◆ Text:
▬▬▬▬▬▬▬▬▬▬
Laughable Radio Recruiting Tactics

Citadel and Cumulus, your market leaders on bankruptcy potential, have fired a lot of talent in the past year -- including valuable sales people.

Now, they are apparently hiring again.

No, not hiring back.

Hiring new.

And to listen to the way they are selling the open positions, you'd think Capital Cities/ABC had come back from the dead to run these help wanted programs.

So, let me set the stage.

Among Clear Channel, Citadel and Cumulus alone -- not to mention the bottom feeder consolidators -- there are enough so-called "laid off" account execs ready to work again to help these bumbling radio companies.

Instead, look what they have come up with to attract "more qualified" prospects:

• Citadel is running a "Can You Sell -- Win the Job of a Lifetime" working in radio contest

You've got to go to this site right now before they take it down -- you won't believe it.
▬▬▬▬▬▬▬▬▬▬
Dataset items
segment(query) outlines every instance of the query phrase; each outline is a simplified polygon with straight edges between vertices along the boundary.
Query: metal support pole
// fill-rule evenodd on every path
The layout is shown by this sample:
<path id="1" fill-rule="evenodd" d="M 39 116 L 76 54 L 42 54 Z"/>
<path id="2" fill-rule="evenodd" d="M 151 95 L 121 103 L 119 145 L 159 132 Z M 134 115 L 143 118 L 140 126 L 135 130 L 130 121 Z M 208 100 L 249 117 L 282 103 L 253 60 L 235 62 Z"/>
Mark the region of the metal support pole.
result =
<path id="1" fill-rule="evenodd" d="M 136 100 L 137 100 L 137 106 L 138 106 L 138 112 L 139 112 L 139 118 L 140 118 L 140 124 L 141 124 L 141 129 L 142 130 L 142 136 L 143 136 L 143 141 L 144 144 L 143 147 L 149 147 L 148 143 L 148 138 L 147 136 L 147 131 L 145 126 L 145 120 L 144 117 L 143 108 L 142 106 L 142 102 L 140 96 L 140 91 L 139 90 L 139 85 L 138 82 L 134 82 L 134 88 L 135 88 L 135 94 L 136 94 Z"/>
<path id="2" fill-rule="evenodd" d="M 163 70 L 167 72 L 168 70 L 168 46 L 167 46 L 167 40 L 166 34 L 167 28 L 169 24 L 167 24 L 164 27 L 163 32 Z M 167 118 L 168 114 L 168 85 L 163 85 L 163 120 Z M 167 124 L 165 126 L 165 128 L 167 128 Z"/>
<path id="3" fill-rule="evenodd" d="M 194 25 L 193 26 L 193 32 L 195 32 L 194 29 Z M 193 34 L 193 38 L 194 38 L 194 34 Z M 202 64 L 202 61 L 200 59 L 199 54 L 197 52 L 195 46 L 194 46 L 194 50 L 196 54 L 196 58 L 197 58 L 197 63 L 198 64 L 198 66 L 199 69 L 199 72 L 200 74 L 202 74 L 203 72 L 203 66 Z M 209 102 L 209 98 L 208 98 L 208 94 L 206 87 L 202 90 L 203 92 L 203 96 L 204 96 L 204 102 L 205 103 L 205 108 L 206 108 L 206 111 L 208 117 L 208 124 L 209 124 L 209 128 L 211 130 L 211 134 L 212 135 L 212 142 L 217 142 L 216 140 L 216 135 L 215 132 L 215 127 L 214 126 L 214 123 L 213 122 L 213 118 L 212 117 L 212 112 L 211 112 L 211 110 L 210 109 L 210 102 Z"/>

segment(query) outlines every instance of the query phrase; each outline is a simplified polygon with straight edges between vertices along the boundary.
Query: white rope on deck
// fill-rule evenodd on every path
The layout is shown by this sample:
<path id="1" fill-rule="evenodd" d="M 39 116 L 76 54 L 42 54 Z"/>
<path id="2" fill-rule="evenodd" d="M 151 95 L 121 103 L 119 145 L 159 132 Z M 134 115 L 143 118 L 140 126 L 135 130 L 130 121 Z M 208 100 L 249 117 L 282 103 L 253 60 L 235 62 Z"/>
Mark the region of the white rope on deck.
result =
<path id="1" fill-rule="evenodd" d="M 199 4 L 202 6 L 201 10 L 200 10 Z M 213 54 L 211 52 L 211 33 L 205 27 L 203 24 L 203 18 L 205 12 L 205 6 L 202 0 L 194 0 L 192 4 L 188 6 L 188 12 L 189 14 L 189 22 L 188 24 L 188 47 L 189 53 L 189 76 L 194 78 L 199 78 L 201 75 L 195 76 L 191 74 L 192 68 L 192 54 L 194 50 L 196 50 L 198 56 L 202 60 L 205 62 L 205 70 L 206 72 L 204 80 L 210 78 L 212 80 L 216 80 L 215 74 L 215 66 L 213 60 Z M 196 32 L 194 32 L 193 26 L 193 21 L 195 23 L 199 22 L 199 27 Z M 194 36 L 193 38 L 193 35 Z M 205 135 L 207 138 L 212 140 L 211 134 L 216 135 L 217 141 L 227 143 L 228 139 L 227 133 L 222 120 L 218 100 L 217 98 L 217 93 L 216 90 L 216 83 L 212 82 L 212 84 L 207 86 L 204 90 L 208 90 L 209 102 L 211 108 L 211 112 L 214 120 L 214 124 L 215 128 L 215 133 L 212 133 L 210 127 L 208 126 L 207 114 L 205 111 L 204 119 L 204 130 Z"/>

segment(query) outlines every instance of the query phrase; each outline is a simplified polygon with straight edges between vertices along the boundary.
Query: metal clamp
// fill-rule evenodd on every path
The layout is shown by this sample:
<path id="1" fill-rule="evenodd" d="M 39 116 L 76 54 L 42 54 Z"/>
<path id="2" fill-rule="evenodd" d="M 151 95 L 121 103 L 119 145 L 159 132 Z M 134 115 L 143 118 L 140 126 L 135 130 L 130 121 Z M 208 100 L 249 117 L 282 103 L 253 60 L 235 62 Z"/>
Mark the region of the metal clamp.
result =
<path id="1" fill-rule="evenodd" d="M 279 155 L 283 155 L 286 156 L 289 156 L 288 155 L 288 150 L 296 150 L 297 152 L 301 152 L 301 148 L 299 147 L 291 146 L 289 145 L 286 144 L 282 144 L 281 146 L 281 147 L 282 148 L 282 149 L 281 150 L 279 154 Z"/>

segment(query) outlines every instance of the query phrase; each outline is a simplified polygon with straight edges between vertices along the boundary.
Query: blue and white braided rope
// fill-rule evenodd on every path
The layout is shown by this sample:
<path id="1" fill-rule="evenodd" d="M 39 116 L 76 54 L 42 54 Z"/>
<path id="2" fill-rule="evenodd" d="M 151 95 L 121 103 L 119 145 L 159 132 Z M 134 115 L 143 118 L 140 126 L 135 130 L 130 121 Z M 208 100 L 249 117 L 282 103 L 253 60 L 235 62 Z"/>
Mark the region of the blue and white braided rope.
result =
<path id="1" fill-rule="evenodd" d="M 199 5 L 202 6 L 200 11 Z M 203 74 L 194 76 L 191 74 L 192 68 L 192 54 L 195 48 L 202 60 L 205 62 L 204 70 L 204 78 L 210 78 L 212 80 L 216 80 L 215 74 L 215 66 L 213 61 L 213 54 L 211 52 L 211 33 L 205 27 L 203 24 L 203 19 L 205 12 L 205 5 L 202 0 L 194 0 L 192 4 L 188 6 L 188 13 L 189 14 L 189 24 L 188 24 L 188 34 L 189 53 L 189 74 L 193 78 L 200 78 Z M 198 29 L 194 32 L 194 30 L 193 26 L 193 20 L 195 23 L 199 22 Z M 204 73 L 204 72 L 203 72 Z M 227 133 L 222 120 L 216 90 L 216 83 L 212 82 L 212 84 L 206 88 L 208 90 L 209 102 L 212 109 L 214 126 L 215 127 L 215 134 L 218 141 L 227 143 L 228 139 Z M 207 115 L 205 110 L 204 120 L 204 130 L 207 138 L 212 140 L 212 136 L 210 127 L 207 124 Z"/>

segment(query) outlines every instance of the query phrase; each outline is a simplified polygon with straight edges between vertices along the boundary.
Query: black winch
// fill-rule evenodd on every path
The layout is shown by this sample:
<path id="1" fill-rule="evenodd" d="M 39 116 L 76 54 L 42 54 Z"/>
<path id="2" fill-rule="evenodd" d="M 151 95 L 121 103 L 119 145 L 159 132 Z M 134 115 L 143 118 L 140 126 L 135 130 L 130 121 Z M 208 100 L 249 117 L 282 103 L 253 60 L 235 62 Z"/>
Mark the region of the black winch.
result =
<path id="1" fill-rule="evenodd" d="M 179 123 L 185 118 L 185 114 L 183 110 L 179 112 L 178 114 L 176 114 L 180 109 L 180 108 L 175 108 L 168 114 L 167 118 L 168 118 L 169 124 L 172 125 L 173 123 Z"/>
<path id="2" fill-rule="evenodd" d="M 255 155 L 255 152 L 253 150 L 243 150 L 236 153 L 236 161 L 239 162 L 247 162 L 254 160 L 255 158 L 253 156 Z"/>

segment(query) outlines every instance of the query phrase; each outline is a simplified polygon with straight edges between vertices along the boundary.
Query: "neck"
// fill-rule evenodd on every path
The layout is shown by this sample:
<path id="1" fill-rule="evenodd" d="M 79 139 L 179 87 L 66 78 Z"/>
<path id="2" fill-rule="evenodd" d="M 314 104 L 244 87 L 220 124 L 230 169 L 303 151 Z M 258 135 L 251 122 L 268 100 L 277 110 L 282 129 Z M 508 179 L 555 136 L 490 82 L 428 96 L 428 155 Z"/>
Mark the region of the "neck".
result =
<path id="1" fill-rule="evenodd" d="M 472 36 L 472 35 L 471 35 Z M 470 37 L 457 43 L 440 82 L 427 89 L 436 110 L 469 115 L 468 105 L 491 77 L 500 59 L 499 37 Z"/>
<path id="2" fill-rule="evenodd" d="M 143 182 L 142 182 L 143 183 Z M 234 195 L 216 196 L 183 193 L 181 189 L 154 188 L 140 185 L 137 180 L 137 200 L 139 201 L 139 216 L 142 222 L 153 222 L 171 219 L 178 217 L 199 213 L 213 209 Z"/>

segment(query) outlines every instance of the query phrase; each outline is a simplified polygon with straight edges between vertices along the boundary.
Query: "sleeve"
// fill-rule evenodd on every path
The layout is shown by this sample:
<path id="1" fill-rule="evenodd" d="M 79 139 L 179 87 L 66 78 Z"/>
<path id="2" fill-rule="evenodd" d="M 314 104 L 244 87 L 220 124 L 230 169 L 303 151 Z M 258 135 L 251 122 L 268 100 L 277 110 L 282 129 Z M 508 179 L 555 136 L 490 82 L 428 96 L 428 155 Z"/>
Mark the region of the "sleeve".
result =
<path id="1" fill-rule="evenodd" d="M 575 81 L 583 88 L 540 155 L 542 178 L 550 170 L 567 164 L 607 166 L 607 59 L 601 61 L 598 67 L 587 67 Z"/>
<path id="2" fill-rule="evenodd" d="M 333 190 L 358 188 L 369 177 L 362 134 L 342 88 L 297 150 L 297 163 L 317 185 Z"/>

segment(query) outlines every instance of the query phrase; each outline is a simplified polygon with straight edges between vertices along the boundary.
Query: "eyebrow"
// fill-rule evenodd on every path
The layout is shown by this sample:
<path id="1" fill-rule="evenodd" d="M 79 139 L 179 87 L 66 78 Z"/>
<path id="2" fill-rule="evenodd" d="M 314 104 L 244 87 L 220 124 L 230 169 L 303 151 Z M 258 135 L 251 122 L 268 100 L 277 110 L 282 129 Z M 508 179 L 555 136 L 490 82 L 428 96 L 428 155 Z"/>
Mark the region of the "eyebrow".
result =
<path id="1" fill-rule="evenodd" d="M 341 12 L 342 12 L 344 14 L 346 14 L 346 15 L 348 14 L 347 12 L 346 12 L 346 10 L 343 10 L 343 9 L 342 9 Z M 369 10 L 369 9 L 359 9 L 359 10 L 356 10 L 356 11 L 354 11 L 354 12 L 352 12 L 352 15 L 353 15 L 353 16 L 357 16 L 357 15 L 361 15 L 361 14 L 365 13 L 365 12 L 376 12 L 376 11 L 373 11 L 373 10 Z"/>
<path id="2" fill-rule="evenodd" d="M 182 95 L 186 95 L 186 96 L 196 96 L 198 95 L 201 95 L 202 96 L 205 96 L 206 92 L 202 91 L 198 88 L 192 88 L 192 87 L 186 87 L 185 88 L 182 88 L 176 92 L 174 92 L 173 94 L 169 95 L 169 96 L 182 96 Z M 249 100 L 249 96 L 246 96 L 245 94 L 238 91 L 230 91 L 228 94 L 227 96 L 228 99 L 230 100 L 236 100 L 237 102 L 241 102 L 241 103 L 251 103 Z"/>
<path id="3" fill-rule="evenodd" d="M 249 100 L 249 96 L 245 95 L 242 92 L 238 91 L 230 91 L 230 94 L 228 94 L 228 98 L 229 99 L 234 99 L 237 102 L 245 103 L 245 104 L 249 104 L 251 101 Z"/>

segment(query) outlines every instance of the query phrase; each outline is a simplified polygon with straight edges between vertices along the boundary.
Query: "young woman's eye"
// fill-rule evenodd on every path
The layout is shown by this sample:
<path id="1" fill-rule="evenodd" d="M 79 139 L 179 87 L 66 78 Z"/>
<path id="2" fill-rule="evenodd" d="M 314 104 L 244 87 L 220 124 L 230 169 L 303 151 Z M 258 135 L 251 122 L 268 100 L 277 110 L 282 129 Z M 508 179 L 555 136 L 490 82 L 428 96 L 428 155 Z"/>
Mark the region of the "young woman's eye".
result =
▬▬▬▬▬▬▬▬▬▬
◆ Request:
Continue the piece on radio recruiting tactics, starting right after its last sentence. The items were drawn from a separate source.

◆ The reply:
In case they do, here's the pitch:

"92 PRO-FM & HOT 106 are teaming up with Newport Creamery to find our next great radio and Interactive sales person! We have your chance to win the job of a lifetime - working in radio! If you are outgoing, creative, savvy - and never take "NO" for an answer, then we want you. We will be choosing 100 applicants for the ultimate job interview. Over four weeks, we will determine who REALLY can SELL - through various tasks and tests - plus, we'll be broadcasting the highlights online! The one person left standing at the end will be offered a full time job with 92 PRO-FM & HOT 106 (Citadel Broadcasting)! Fill out the application below - don't forget to include a photo and/or video to get your foot in the door. Hurry up - we're waiting for you to impress us! We strongly encourage you to send in a short video of why we should hire you here at the station...be creative...it'll help!"

The Citadel video portrays good seller vs. a bad seller and if this is what radio advertising has become, we're all in trouble.

This is how one of my Repeater Reporters assesses the prospect of a juvenile sales contest to sell an industry in which young people do not want to work:

1. "We think we can look good to our community in tough times", when in fact it's just the obvious. Finding a job, from first hand experience, is not funny, not a contest, and not a stunt.

2. "We need to look like we're doing something proactive in our recruitment process." What we're really seeing is a group of managers who, bogged down by endless and meaningless reports and directives (just like Cumulost) they don't have time to recruit...and if they did, they wouldn't know what to do.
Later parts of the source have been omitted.